**Exercise description:**
Every entry that follows should be reproduced exactly.

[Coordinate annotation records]
□ □ □

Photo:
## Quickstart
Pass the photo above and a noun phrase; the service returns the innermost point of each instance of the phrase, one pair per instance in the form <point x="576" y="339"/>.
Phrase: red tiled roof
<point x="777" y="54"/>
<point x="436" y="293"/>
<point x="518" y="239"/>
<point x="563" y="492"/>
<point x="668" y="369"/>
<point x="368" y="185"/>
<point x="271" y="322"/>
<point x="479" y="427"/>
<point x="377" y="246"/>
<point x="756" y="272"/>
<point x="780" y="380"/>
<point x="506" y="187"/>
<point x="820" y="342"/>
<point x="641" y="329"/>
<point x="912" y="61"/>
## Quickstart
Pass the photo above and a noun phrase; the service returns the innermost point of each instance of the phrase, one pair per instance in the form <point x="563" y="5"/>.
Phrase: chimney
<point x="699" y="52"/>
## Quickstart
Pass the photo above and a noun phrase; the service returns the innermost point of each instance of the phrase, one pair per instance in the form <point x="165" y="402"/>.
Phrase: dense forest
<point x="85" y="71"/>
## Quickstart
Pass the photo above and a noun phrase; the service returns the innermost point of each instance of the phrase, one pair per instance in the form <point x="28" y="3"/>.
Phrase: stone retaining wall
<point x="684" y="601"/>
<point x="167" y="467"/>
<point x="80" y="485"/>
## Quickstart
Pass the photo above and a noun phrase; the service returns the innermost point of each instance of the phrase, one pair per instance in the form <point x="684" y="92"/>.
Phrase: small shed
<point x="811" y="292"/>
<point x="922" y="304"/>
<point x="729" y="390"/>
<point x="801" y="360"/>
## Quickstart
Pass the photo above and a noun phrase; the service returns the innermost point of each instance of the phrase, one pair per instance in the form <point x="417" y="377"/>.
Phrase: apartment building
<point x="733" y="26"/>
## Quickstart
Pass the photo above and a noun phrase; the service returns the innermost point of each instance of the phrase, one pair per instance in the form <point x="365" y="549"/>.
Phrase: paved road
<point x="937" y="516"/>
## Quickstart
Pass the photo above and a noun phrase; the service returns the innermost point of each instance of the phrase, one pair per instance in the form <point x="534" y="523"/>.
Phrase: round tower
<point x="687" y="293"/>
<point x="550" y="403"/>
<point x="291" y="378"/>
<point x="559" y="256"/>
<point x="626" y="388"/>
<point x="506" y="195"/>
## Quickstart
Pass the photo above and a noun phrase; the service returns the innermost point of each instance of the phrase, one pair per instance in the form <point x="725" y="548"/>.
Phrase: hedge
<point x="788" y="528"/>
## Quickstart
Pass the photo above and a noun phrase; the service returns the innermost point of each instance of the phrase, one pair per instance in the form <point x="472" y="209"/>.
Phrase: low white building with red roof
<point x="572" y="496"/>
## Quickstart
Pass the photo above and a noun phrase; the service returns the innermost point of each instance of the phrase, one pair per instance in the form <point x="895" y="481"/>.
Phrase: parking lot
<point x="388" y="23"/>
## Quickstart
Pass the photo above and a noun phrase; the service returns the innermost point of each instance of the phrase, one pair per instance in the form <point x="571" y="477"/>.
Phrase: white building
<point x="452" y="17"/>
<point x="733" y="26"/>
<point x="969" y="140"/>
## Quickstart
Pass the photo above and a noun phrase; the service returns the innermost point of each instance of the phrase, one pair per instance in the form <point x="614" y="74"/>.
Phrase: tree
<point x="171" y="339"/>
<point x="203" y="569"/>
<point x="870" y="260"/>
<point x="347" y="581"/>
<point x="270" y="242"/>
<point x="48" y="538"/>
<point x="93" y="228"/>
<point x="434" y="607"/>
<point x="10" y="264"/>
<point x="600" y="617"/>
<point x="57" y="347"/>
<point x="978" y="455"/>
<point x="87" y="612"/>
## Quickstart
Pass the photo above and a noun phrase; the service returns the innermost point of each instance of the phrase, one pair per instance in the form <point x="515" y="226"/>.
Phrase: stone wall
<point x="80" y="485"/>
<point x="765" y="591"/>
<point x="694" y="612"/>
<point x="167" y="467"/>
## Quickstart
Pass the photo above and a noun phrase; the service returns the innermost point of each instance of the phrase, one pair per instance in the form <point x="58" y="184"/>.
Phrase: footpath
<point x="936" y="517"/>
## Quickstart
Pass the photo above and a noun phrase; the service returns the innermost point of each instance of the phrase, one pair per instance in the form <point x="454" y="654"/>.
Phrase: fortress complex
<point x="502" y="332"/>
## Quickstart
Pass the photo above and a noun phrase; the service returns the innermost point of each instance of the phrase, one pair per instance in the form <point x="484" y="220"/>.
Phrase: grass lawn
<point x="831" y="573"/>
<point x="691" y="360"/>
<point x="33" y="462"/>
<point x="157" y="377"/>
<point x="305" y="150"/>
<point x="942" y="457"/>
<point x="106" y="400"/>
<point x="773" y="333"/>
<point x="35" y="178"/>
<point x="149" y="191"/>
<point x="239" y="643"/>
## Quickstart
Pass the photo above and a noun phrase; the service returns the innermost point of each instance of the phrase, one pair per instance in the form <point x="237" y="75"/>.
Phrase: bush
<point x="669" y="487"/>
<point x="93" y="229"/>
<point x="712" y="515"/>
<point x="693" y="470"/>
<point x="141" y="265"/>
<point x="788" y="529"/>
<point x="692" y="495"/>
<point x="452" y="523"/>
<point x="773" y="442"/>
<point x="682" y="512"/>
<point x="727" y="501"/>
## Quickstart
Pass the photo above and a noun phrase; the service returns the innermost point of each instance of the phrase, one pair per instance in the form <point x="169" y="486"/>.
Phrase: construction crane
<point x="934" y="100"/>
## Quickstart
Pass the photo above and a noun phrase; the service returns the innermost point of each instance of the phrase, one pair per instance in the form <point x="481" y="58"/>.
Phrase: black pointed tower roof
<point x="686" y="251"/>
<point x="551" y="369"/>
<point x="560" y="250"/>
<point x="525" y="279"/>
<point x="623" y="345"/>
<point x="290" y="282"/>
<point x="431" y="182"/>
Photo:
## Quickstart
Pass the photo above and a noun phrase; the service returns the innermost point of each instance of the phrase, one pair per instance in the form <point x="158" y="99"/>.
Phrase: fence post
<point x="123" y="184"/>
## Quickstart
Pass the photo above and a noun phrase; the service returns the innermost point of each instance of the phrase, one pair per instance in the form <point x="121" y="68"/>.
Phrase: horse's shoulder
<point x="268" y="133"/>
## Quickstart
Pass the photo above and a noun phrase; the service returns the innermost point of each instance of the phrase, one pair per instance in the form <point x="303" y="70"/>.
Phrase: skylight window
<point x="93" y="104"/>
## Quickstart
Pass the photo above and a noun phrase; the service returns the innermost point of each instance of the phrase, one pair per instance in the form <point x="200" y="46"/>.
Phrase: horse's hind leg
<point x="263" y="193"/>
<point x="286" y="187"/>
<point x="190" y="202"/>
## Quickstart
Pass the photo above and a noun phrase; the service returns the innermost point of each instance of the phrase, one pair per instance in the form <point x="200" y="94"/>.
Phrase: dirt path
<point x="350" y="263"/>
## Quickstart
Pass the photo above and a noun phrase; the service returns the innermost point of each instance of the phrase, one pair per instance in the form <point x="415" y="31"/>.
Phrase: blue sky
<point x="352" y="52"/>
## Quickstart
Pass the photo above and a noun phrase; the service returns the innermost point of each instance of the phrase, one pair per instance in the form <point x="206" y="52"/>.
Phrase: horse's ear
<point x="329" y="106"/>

□ □ □

**Full solution:**
Photo:
## Quickstart
Pass the photo above and a noun phrase; the service returns the innermost point of each instance of the phrase, one pair per instance in the form <point x="576" y="339"/>.
Phrase: red tiled roof
<point x="777" y="54"/>
<point x="436" y="293"/>
<point x="518" y="239"/>
<point x="563" y="492"/>
<point x="668" y="369"/>
<point x="368" y="185"/>
<point x="271" y="322"/>
<point x="479" y="427"/>
<point x="377" y="246"/>
<point x="756" y="272"/>
<point x="780" y="380"/>
<point x="506" y="187"/>
<point x="820" y="342"/>
<point x="641" y="329"/>
<point x="912" y="61"/>
## Quickstart
Pass the photo above and a noun phrase; the service returns the innermost point of each instance of the phrase, one pair per instance in the form <point x="563" y="5"/>.
Phrase: chimney
<point x="699" y="52"/>
## Quickstart
Pass the photo above and a noun phrase; the service returns the innermost point of each instance of the phrase, one pair per instance in the form <point x="165" y="402"/>.
Phrase: dense forest
<point x="85" y="71"/>
## Quickstart
Pass the photo above and a noun phrase; the service returns the innermost point of each instance of the phrase, one pair per instance in the form <point x="28" y="3"/>.
Phrase: stone retaining wall
<point x="684" y="601"/>
<point x="167" y="467"/>
<point x="80" y="485"/>
## Quickstart
Pass the photo above and a noun phrase; the service returns the innermost point of each instance of the phrase, one pair per instance in the form <point x="684" y="92"/>.
Phrase: small shed
<point x="811" y="292"/>
<point x="922" y="304"/>
<point x="729" y="390"/>
<point x="801" y="360"/>
## Quickstart
Pass the photo above and a noun phrase; the service returns the innermost point of each instance of the phrase, one pair per instance in the form <point x="417" y="377"/>.
Phrase: apartment building
<point x="733" y="26"/>
## Quickstart
Pass the photo above and a noun phrase; the service returns the innermost point of each instance of the phrase, one pair per instance in the form <point x="365" y="549"/>.
Phrase: paved road
<point x="937" y="516"/>
## Quickstart
Pass the photo above and a noun phrase; the service returns the innermost point of each instance of the phrase, one pair per instance in the form <point x="534" y="523"/>.
Phrase: round tower
<point x="687" y="293"/>
<point x="550" y="403"/>
<point x="291" y="378"/>
<point x="559" y="256"/>
<point x="626" y="388"/>
<point x="506" y="195"/>
## Quickstart
Pass the photo above and a noun phrase; the service returns the innermost point of each instance of the phrase, one pair per instance in the form <point x="725" y="548"/>.
Phrase: hedge
<point x="788" y="528"/>
## Quickstart
Pass the photo above and a noun phrase; the service returns the innermost point of each instance of the phrase, one pair per instance in the form <point x="472" y="209"/>.
Phrase: low white building with red roof
<point x="572" y="496"/>
## Quickstart
Pass the photo above and a noun phrase; the service returns the innermost point of each instance of the phrase, one pair per instance in the form <point x="895" y="481"/>.
Phrase: parking lot
<point x="388" y="23"/>
## Quickstart
Pass the photo above and a noun phrase; the service returns the innermost point of each instance of the phrase, one pair per instance in the form <point x="571" y="477"/>.
Phrase: white building
<point x="452" y="17"/>
<point x="733" y="26"/>
<point x="969" y="140"/>
## Quickstart
Pass the photo above and a noun phrase; the service returns the innermost point of each instance of the phrase, one pair per instance in the form <point x="614" y="74"/>.
Phrase: tree
<point x="171" y="339"/>
<point x="203" y="569"/>
<point x="870" y="260"/>
<point x="347" y="581"/>
<point x="270" y="242"/>
<point x="48" y="538"/>
<point x="93" y="228"/>
<point x="434" y="607"/>
<point x="10" y="264"/>
<point x="600" y="617"/>
<point x="57" y="347"/>
<point x="978" y="455"/>
<point x="87" y="612"/>
## Quickstart
Pass the photo above and a noun phrase; the service returns the innermost point of each instance of the phrase, one pair per instance in the form <point x="515" y="226"/>.
Phrase: stone wall
<point x="80" y="485"/>
<point x="765" y="591"/>
<point x="694" y="612"/>
<point x="167" y="467"/>
## Quickstart
Pass the photo above and a noun phrase; the service returns the innermost point of each instance of the phrase, one pair per instance in the form <point x="58" y="184"/>.
Phrase: footpath
<point x="936" y="517"/>
## Quickstart
Pass the photo above and a noun phrase; the service returns the innermost point of each instance of the phrase, one pair per instance in the form <point x="454" y="654"/>.
Phrase: fortress complex
<point x="502" y="332"/>
## Quickstart
Pass the photo above and a noun phrase; the service returns the innermost point of each instance of the phrase, one pair per instance in the form <point x="484" y="220"/>.
Phrase: grass lawn
<point x="831" y="573"/>
<point x="691" y="360"/>
<point x="33" y="462"/>
<point x="157" y="377"/>
<point x="305" y="150"/>
<point x="942" y="457"/>
<point x="106" y="400"/>
<point x="773" y="333"/>
<point x="35" y="178"/>
<point x="149" y="191"/>
<point x="239" y="643"/>
## Quickstart
Pass the photo above and a noun phrase; the service returns the innermost point of each instance of the phrase, one pair per instance in the form <point x="237" y="75"/>.
Phrase: bush
<point x="669" y="487"/>
<point x="93" y="229"/>
<point x="712" y="515"/>
<point x="693" y="470"/>
<point x="141" y="265"/>
<point x="788" y="529"/>
<point x="692" y="495"/>
<point x="452" y="523"/>
<point x="773" y="442"/>
<point x="682" y="512"/>
<point x="727" y="501"/>
## Quickstart
Pass the photo above and a noun phrase; the service returns the innermost point of each instance of the phrase, one pair per instance in the form <point x="169" y="486"/>.
Phrase: construction crane
<point x="934" y="100"/>
## Quickstart
Pass the photo above and a noun phrase; the service returns the innermost point of each instance of the phrase, one pair per instance in the form <point x="481" y="58"/>.
Phrase: black pointed tower roof
<point x="686" y="251"/>
<point x="551" y="369"/>
<point x="560" y="250"/>
<point x="525" y="279"/>
<point x="623" y="345"/>
<point x="290" y="282"/>
<point x="431" y="182"/>
Photo:
## Quickstart
Pass the photo above and a noun phrase; the service returns the innermost point of each instance of the phrase, one pair per instance in the form <point x="158" y="99"/>.
Phrase: fence post
<point x="123" y="184"/>
## Quickstart
Pass the photo above and a noun phrase; the service returns the innermost point of each instance of the phrase, one pair per instance in the form <point x="121" y="68"/>.
Phrase: horse's shoulder
<point x="268" y="133"/>
## Quickstart
Pass the photo above and a noun phrase; the service returns the innermost point of each instance of the phrase, one pair per instance in the form <point x="303" y="70"/>.
Phrase: skylight window
<point x="93" y="104"/>
## Quickstart
Pass the photo above and a noun phrase; the service returns the innermost point of each instance of the phrase, one pair per instance in the form <point x="200" y="46"/>.
Phrase: horse's hind leg
<point x="263" y="193"/>
<point x="286" y="187"/>
<point x="190" y="202"/>
## Quickstart
Pass the photo above and a noun phrase; the service returns the innermost point of each instance of the phrase, one pair per instance in the form <point x="200" y="94"/>.
Phrase: dirt path
<point x="350" y="263"/>
## Quickstart
Pass the photo above and a noun phrase; the service returns the innermost point of each instance of the phrase, one pair per instance in the form <point x="415" y="31"/>.
Phrase: blue sky
<point x="352" y="52"/>
## Quickstart
Pass the photo above and a noun phrase; the service returns the innermost point of each instance of the phrase, one pair per instance in the form <point x="206" y="52"/>.
Phrase: horse's ear
<point x="329" y="106"/>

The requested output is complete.